→ Directive
Copy out the material below in full, but not its images.
============
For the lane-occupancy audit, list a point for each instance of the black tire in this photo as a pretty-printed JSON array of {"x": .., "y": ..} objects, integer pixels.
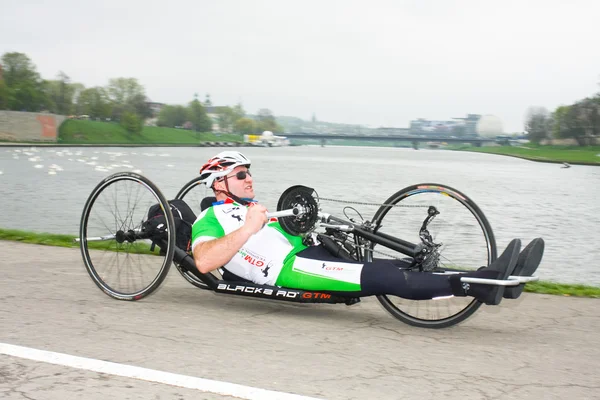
[
  {"x": 119, "y": 205},
  {"x": 468, "y": 244},
  {"x": 192, "y": 193}
]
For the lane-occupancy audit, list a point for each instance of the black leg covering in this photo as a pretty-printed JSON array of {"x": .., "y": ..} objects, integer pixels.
[{"x": 381, "y": 277}]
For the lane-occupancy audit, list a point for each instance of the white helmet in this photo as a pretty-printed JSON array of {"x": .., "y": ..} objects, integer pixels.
[{"x": 222, "y": 164}]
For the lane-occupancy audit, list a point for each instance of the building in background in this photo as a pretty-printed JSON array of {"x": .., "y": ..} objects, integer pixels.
[{"x": 457, "y": 127}]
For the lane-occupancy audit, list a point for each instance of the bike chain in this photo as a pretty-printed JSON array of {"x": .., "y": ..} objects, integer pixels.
[
  {"x": 364, "y": 247},
  {"x": 361, "y": 203}
]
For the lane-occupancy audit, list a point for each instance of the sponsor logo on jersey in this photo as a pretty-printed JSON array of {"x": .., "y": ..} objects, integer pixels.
[{"x": 331, "y": 267}]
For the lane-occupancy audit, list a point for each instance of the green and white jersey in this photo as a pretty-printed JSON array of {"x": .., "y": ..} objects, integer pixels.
[{"x": 262, "y": 257}]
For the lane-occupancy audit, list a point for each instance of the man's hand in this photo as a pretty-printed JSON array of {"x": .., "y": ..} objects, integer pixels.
[{"x": 256, "y": 218}]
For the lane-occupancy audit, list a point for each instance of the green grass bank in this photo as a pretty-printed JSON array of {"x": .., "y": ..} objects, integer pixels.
[
  {"x": 94, "y": 132},
  {"x": 588, "y": 155},
  {"x": 544, "y": 287}
]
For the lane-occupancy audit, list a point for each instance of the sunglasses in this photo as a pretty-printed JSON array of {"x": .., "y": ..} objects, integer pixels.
[{"x": 241, "y": 175}]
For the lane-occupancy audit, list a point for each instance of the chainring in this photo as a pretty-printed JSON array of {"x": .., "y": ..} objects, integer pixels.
[{"x": 303, "y": 197}]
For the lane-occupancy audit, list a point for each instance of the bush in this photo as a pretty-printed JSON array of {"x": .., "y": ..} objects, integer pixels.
[{"x": 131, "y": 122}]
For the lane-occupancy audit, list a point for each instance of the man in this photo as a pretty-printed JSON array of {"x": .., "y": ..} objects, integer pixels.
[{"x": 235, "y": 234}]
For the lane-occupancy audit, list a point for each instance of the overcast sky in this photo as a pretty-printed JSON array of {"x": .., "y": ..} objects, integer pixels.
[{"x": 370, "y": 62}]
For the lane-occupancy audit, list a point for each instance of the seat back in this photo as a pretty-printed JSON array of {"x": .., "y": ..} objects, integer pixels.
[{"x": 207, "y": 202}]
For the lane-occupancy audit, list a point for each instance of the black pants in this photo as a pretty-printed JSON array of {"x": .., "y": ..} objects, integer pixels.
[{"x": 382, "y": 276}]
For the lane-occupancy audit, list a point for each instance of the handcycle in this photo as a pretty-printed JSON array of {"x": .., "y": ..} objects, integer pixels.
[{"x": 436, "y": 228}]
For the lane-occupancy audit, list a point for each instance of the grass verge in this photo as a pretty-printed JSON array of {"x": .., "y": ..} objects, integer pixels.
[
  {"x": 50, "y": 239},
  {"x": 588, "y": 155}
]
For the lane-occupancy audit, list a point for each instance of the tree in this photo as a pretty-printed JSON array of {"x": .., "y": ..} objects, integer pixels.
[
  {"x": 201, "y": 122},
  {"x": 266, "y": 121},
  {"x": 172, "y": 116},
  {"x": 127, "y": 95},
  {"x": 538, "y": 124},
  {"x": 245, "y": 126},
  {"x": 60, "y": 94},
  {"x": 16, "y": 68},
  {"x": 579, "y": 121},
  {"x": 3, "y": 95},
  {"x": 131, "y": 122},
  {"x": 94, "y": 102},
  {"x": 24, "y": 87}
]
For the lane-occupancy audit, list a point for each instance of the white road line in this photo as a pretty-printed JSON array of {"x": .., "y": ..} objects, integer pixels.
[{"x": 151, "y": 375}]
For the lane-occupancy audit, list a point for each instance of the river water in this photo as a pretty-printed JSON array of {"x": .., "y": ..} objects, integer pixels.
[{"x": 44, "y": 189}]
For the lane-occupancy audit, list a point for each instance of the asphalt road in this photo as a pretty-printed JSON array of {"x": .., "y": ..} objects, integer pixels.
[{"x": 538, "y": 346}]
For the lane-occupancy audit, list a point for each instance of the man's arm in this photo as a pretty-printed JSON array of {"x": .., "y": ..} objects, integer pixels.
[{"x": 213, "y": 254}]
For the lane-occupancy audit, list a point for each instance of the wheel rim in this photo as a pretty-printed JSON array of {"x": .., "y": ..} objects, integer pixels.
[
  {"x": 192, "y": 193},
  {"x": 123, "y": 269},
  {"x": 467, "y": 244}
]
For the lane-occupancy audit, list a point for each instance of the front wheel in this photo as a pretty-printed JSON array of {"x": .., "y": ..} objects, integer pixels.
[
  {"x": 119, "y": 255},
  {"x": 466, "y": 243},
  {"x": 193, "y": 193}
]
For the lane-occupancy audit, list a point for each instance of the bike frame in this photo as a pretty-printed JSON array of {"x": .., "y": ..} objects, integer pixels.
[{"x": 250, "y": 289}]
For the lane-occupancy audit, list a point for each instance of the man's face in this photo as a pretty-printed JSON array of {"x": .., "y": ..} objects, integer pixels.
[{"x": 240, "y": 187}]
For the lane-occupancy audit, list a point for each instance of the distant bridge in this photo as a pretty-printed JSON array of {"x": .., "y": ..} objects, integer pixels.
[{"x": 415, "y": 140}]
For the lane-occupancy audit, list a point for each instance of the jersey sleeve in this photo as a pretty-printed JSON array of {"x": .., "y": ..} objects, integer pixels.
[{"x": 206, "y": 227}]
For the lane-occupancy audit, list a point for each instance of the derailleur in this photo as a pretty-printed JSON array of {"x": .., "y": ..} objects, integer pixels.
[{"x": 427, "y": 255}]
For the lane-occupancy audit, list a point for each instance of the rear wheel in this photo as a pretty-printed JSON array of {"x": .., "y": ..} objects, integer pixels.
[
  {"x": 117, "y": 253},
  {"x": 467, "y": 243}
]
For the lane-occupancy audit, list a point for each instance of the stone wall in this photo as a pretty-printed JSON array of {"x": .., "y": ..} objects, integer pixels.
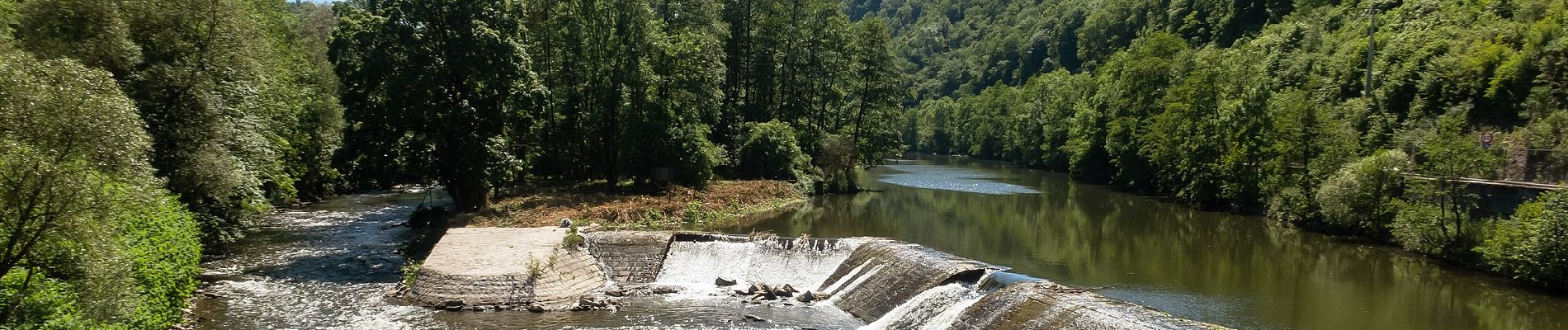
[
  {"x": 631, "y": 257},
  {"x": 904, "y": 271},
  {"x": 1051, "y": 305}
]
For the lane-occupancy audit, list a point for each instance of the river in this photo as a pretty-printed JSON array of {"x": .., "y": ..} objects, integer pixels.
[
  {"x": 1219, "y": 268},
  {"x": 328, "y": 265}
]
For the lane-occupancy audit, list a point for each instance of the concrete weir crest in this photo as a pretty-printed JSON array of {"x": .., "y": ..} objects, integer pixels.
[{"x": 883, "y": 282}]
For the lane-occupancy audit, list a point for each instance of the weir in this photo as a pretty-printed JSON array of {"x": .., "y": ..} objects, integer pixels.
[{"x": 885, "y": 284}]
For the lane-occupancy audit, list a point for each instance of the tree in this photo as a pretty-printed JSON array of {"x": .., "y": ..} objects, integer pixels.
============
→ Result of this exercise
For the lane-occupancy audit, list a point for each instance of the black tire in this photo as a pretty-printed JSON array of {"x": .., "y": ..} objects, integer pixels.
[
  {"x": 119, "y": 205},
  {"x": 468, "y": 244},
  {"x": 192, "y": 193}
]
For the lane-occupancy audit, list a point for each instance of the black leg covering in this photo as a pretty-printed JSON array of {"x": .., "y": ..} objects, integer pixels.
[{"x": 381, "y": 277}]
For the lane-occupancy audit, list a point for each instance of the white helmet in this photo as a pretty-printed JSON array of {"x": .., "y": ..} objects, integer pixels.
[{"x": 222, "y": 164}]
For the lane-occupancy audit, list a point for each instance of the building in background in this photo as a pretty-printed JSON array of {"x": .., "y": ..} objects, integer pixels.
[{"x": 457, "y": 127}]
For the lane-occupancy audit, list a point for each instance of the bike chain in this photo as a pretty-printed JSON array of {"x": .., "y": ..} objects, integer pixels.
[
  {"x": 364, "y": 247},
  {"x": 361, "y": 203}
]
For the lane-occupancy audit, list a point for each instance of the sponsor logo on jersey in this photo as a pretty-printed JSON array of {"x": .., "y": ..} objects, integer pixels.
[{"x": 331, "y": 267}]
For the lane-occupancy audit, list a point for each instance of the green and white jersey in this photo as a pretty-printed JSON array of {"x": .., "y": ..} objects, integer pixels.
[{"x": 262, "y": 257}]
For the lane-occupancy audit, list a point for each instance of the man's hand in this photo as a pretty-printed JSON array of {"x": .., "y": ..} objects, integer pixels.
[{"x": 256, "y": 218}]
For the lane-occupancy audit, list a point for each instance of the green grass bank in this photo as a pretty-printed JSON array of {"x": .., "y": ..} objects, integer pixels.
[
  {"x": 94, "y": 132},
  {"x": 588, "y": 155},
  {"x": 544, "y": 287}
]
For the lane-occupancy audit, list a point for each instance of the sunglasses in this photo as a pretty-printed JSON array of {"x": .., "y": ..} objects, integer pixels.
[{"x": 241, "y": 175}]
For the lane-occupancy audit, list a point for each instance of the chainring in this photo as a pretty-printed JSON array of {"x": .., "y": ..} objects, integer pixels.
[{"x": 303, "y": 197}]
For the lane-occupancy audit, list a point for each instance of the bush in this photo as a pretty-printed JSON array of {"x": .., "y": ..} objects, integer pixels.
[{"x": 131, "y": 122}]
For the lane-occupancy audit, list a point for each instance of the man in this photo as a pretty-printed JSON array of {"x": .., "y": ..} objects, integer pixels.
[{"x": 235, "y": 234}]
For the lane-occupancy audit, list a point for each instance of the overcast sky in this photo as a pretty-printed JSON array of {"x": .., "y": ..} objects, integer pixels.
[{"x": 370, "y": 62}]
For the lane-occupancy audit, list a point for each instance of the seat back in this photo as a pretty-printed JSON array of {"x": .., "y": ..} objects, integer pixels.
[{"x": 207, "y": 202}]
For the lane-occupancy audit, list a point for each instance of the black pants in this photo as a pretty-printed JSON array of {"x": .., "y": ..} objects, integer pixels.
[{"x": 382, "y": 276}]
For the lane-occupancy audit, list a point for each instance of the handcycle in this photo as a pretty-printed JSON array of {"x": .., "y": ..} objects, integer pixels.
[{"x": 436, "y": 228}]
For the lane-occupancy audit, list a point for each instance of the grass verge in this photo as a pretty-printed JSON array of {"x": .., "y": ..} objects, integer pixels.
[
  {"x": 50, "y": 239},
  {"x": 588, "y": 155}
]
For the lane-occupancy audit, list a point for each instance of the tree in this photo as a pretty-printed JSON array of {"x": .., "y": ..} objects, integer pixels.
[
  {"x": 201, "y": 122},
  {"x": 266, "y": 121},
  {"x": 172, "y": 116},
  {"x": 127, "y": 95},
  {"x": 538, "y": 124},
  {"x": 245, "y": 126},
  {"x": 60, "y": 94},
  {"x": 16, "y": 68},
  {"x": 579, "y": 121},
  {"x": 3, "y": 95},
  {"x": 131, "y": 122},
  {"x": 94, "y": 102},
  {"x": 24, "y": 87}
]
For the lane-occupancy audit, list a point for each instance of the white road line in this photo as a pretty-printed JSON array of {"x": .., "y": ..} objects, integer pixels.
[{"x": 151, "y": 375}]
For the lane-occupancy audit, list a point for each instance of the river water in this photo as a pretty-printed JSON array of {"x": .., "y": ..} objects, integer pixels.
[{"x": 44, "y": 189}]
For the lane-occupancy audit, list a point for each instance of the asphalt road in this photo as a pretty-printed JSON array of {"x": .., "y": ..} objects, integer pixels.
[{"x": 538, "y": 346}]
For the lane-occupancy audit, list a point for each instance of the man's arm in this photo as a pretty-printed JSON array of {"x": .., "y": ..} objects, integer pixels.
[{"x": 213, "y": 254}]
For the lane-occupancy audit, list a point for each instance of the wheel rim in this photo as a pretty-printed JSON array of {"x": .., "y": ..} objects, integer pixels.
[
  {"x": 192, "y": 193},
  {"x": 123, "y": 269},
  {"x": 467, "y": 244}
]
For the lane-occupancy audit, list a point for each instance of the front wheel in this photo as a pretty-printed JSON array of {"x": .., "y": ..} objects, integer pixels.
[
  {"x": 119, "y": 255},
  {"x": 466, "y": 243},
  {"x": 193, "y": 193}
]
For the lane-occupancy audit, list a point for each instance of the bike frame in this photo as a pretty-printed JSON array of {"x": .., "y": ..} objects, integer pixels.
[{"x": 250, "y": 289}]
For the lane-occupancy audit, list a point for each instance of the man's face in this photo as a pretty-printed JSON array of {"x": .., "y": ..} objects, integer pixels.
[{"x": 240, "y": 187}]
For the lane-occupancy audit, list a point for each instance of the distant bridge in this photo as a pretty-printed JSON array of {"x": .., "y": ..} objects, integer pixels.
[{"x": 415, "y": 140}]
For the lane-occupancy audit, list a point for each instance of the jersey sleeve in this photo as a pretty-printed JSON array of {"x": .., "y": ..} objects, integer pixels.
[{"x": 206, "y": 227}]
For the lane-occupancy audit, list a point for each instance of the derailleur in this photo as a pretty-printed JSON array of {"x": .., "y": ..} objects, integer pixels.
[{"x": 427, "y": 255}]
For the lane-occupancy audit, list a point for each instance of the rear wheel in this photo as a pretty-printed JSON array of {"x": .., "y": ..} objects, integer pixels.
[
  {"x": 117, "y": 253},
  {"x": 467, "y": 243}
]
For the lane-occupancy audit, list a point for each instance of the stone wall in this photo as a pretty-printed JSON array of {"x": .., "y": ..} objects, integer pixels.
[
  {"x": 631, "y": 257},
  {"x": 904, "y": 271},
  {"x": 1051, "y": 305}
]
For the lane-occupancy audit, list a point for each instance of the river in this photo as a pretty-printed JSON array of {"x": .., "y": ..} objects, integer pixels.
[
  {"x": 1219, "y": 268},
  {"x": 328, "y": 265}
]
For the lane-occupancy audit, list a point for each instance of the concrete weir crest in this photo as a pretty-printed JSON array of {"x": .., "y": ..} objects, integer pixels.
[{"x": 883, "y": 282}]
For the lane-occupancy audit, list a point for each instance of the weir in this photo as a pretty-printed JSON array of {"x": .., "y": ..} objects, integer pixels.
[{"x": 885, "y": 284}]
For the lane-occupancy audit, list a point for each instance of the tree in this photo as a pretty-printed JSON array of {"x": .., "y": ..} objects, integer pixels.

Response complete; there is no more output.